◆ DESCRIPTION OF THE TASK ◆
Each line below with the string "right" should be copied.

(Records excerpted from a collection)

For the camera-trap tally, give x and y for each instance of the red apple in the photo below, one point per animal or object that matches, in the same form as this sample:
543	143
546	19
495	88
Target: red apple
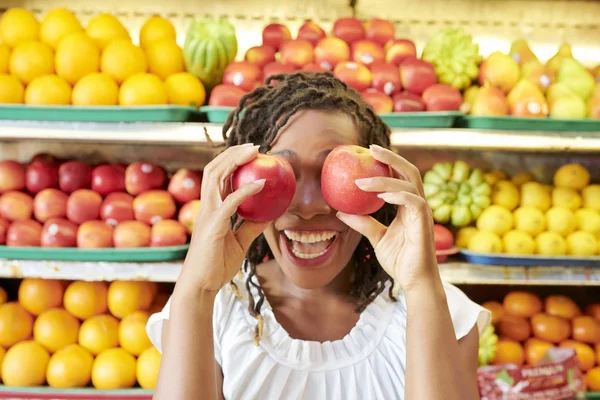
188	215
442	97
275	34
108	178
349	29
380	31
342	167
116	208
260	55
330	52
381	102
25	233
386	78
355	75
12	176
276	196
95	235
16	206
153	206
130	234
41	175
83	205
58	232
417	75
225	96
185	186
50	203
408	102
397	50
367	52
297	52
168	233
311	32
74	175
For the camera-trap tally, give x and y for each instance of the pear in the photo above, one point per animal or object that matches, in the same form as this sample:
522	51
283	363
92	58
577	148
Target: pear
499	70
576	77
564	103
521	52
490	101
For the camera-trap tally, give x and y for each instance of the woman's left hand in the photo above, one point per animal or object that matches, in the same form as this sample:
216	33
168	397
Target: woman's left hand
405	249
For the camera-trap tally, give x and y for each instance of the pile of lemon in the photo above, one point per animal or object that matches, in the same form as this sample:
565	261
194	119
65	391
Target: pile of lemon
71	334
58	62
527	217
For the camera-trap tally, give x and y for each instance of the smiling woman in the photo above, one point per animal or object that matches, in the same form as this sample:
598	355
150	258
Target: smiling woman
313	312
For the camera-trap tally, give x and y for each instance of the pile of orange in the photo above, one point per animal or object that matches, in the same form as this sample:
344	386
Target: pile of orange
71	334
528	327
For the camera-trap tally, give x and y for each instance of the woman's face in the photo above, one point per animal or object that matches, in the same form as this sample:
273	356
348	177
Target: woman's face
309	243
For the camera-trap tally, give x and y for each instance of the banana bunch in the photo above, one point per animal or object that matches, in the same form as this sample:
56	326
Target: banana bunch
210	45
456	193
455	56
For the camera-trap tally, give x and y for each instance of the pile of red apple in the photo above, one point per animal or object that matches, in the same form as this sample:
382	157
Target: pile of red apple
53	203
367	57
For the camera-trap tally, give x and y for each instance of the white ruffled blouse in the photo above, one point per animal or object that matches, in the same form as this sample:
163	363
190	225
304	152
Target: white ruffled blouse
369	363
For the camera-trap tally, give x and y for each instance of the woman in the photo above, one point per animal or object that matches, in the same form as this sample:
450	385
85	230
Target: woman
312	314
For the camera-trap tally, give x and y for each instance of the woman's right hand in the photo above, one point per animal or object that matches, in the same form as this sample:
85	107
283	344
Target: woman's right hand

◆ SOLUTION TO THE EXERCISE ◆
For the camera-trap tally, give x and y for each instance of the woman's right hand in the photo above, one point per animal or object that matches, in the same form as this sample:
Target: woman's right hand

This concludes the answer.